# Do this
Reproduce the entries below word for word, from their first line through the line that contains "x=147 y=453", and stop there.
--- start of Dataset content ---
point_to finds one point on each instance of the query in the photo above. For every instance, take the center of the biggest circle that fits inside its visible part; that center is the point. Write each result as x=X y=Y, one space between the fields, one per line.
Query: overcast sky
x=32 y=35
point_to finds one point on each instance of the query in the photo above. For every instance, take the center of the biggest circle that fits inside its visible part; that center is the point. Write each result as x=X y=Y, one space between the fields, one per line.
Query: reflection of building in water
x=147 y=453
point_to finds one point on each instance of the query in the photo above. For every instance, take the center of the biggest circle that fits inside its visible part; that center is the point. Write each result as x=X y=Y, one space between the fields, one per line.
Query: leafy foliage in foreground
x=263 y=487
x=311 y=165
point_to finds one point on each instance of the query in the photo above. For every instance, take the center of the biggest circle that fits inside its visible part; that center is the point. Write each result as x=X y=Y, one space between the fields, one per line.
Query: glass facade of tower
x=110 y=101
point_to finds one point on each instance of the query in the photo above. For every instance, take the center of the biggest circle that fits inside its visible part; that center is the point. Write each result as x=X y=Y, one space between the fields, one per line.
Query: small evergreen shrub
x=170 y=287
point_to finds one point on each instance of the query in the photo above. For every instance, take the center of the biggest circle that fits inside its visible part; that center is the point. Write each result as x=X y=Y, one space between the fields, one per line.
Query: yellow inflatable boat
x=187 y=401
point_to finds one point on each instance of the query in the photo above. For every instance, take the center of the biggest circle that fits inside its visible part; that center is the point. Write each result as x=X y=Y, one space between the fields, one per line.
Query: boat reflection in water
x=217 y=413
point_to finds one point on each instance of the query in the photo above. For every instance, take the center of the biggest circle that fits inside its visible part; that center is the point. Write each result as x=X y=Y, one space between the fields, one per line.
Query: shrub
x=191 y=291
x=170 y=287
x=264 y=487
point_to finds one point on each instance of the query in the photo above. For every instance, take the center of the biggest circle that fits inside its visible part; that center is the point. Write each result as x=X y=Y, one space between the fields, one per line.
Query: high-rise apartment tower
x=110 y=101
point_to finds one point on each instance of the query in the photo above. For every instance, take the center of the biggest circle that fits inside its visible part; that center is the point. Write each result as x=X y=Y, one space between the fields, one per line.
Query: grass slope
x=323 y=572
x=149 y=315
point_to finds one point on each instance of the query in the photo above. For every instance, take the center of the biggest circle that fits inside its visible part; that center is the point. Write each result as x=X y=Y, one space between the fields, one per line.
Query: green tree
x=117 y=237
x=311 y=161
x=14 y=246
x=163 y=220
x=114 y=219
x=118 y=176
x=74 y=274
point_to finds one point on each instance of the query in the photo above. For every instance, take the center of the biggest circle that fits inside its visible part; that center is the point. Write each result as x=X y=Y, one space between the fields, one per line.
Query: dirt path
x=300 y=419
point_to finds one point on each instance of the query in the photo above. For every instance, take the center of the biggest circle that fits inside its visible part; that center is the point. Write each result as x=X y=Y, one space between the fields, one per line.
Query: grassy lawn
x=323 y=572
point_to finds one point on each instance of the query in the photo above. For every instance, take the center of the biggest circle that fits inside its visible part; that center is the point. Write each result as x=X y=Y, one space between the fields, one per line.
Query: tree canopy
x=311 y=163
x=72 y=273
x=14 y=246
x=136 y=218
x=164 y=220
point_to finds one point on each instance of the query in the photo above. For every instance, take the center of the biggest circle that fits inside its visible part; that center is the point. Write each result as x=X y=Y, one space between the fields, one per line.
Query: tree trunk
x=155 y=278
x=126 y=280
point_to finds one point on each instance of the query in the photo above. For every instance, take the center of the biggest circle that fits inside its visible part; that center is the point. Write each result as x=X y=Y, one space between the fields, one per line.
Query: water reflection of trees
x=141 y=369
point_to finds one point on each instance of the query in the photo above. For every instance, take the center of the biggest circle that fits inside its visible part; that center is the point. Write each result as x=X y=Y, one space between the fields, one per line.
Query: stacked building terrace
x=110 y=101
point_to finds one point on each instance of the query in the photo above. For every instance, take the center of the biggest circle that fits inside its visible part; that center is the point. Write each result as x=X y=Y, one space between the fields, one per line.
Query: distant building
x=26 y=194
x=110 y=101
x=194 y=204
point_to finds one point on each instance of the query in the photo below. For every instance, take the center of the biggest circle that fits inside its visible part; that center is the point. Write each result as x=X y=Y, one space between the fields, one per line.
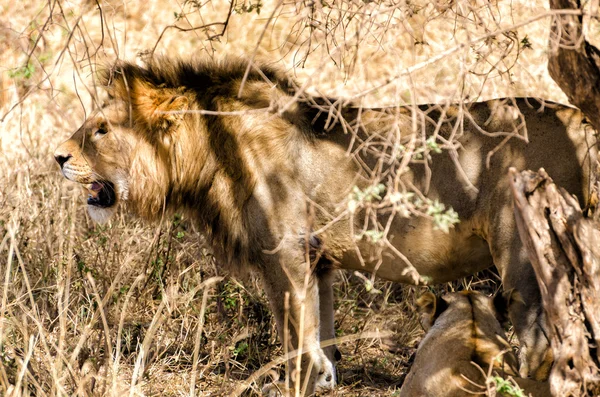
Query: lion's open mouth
x=101 y=194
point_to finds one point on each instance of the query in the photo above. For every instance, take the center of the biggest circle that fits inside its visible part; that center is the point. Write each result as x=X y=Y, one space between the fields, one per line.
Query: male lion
x=464 y=339
x=268 y=178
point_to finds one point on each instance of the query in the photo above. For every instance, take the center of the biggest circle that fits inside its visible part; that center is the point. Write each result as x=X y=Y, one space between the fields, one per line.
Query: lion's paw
x=326 y=377
x=276 y=389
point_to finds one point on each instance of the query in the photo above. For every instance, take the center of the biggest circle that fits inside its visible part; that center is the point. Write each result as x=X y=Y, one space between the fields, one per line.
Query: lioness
x=268 y=178
x=464 y=339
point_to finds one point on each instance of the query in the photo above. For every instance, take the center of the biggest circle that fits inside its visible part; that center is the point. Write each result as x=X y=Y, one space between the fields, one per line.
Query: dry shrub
x=142 y=309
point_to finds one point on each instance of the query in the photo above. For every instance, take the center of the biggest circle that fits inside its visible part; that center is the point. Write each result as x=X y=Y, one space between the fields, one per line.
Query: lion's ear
x=502 y=303
x=430 y=307
x=160 y=108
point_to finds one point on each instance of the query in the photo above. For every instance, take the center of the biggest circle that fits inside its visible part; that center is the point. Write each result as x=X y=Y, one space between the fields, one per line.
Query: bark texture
x=573 y=62
x=564 y=248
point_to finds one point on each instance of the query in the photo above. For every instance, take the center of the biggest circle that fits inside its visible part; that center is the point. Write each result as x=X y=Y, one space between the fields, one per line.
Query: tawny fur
x=262 y=176
x=465 y=342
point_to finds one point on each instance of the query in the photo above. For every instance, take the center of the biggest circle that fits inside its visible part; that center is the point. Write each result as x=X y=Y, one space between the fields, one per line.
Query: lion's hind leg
x=293 y=291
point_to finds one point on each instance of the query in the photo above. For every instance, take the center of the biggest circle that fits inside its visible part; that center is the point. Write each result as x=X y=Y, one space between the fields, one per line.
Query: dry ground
x=125 y=300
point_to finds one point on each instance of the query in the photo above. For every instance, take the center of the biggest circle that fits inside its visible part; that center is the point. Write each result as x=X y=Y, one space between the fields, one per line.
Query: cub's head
x=121 y=152
x=474 y=320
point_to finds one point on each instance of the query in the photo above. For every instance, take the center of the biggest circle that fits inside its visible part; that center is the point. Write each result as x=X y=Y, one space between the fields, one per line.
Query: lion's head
x=147 y=142
x=111 y=149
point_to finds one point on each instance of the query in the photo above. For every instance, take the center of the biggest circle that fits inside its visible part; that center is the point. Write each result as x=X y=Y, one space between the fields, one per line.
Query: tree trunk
x=573 y=62
x=564 y=249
--- end of Dataset content ---
# Output for this exercise
point_to finds one point on each instance of the query in the photo above. For every instance, take the center of the biggest circle that fits inside its visible part; that center is the point. Write each result as x=X y=Y, one space between the fields, one per line.
Query: overcast sky
x=32 y=35
point_to finds one point on each instance of the query in the photo above. For every instance, take the center of the biggest circle that fits inside its visible part; that center is the point. Write each result as x=X y=Y, one space between the fields, one per line.
Query: reflection of building in water
x=147 y=453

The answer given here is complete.